== Given text
A Journey into BigQuery Fuzzy Matching — 1 of [1, ∞) — Soundex
“That’s Not How My Name is Spelled”
Getting a name right is important when making decisions around people. This holds true when dealing with all aspects of how a company engages with a person. Use cases in human resources, targeted marketing, and customer engagement are examples where getting the name right matters.
Just think back to the last time a barista wrote your name on a cup.
When it gets into the context of enterprise systems, the need to match similar names is even more important. When a single transaction happens in isolation, there might be a bit of tolerance for error. When it says “Bryan” instead of “Brian” on my cup, I can let it go (usually). If I were to appear in a CRM system in multiple permutations, this becomes a bigger issue. A good example is with bank acquisitions.
I was once a customer of a regional retail bank with a checking and savings account. It got bought by a larger regional bank. Which then got bought by a major bank holding company that also made other large acquisitions in parallel, some of which I was also a customer. The result is that I would be directly marketed for savings accounts, checking accounts, and credit cards for which I am already a customer through another acquisition, and with variations and typos in my name. The lack of a unified identifier for a single entity is a problem known as Master Data Management (MDM), and has been around for a while.
====
== Data supplied
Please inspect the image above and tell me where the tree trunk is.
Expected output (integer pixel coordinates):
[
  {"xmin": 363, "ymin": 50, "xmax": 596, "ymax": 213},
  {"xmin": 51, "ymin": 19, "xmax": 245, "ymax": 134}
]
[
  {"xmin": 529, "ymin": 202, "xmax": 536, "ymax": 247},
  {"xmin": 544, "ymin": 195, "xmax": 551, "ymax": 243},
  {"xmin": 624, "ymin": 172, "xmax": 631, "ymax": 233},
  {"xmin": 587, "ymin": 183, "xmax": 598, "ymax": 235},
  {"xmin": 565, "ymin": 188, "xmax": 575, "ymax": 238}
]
====
• Task:
Using the BigQuery fuzzy matching text, decide whether each statement agrees with it. Give yes or no for each, with the text's deciding words quoted.
(a) The writer can usually let it go when a cup shows a misspelled name.
(b) The writer's first bank was a national bank that a regional bank later bought.
(c) The text describes the lack of a unified identifier for a single entity as a new problem.
You won't need the lines for this.

• Exercise solution:
(a) Yes: "When it says “Bryan” instead of “Brian” on my cup, I can let it go (usually)."
(b) No: "I was once a customer of a regional retail bank with a checking and savings account. It got bought by a larger regional bank."
(c) No: "The lack of a unified identifier for a single entity is a problem known as Master Data Management (MDM), and has been around for a while."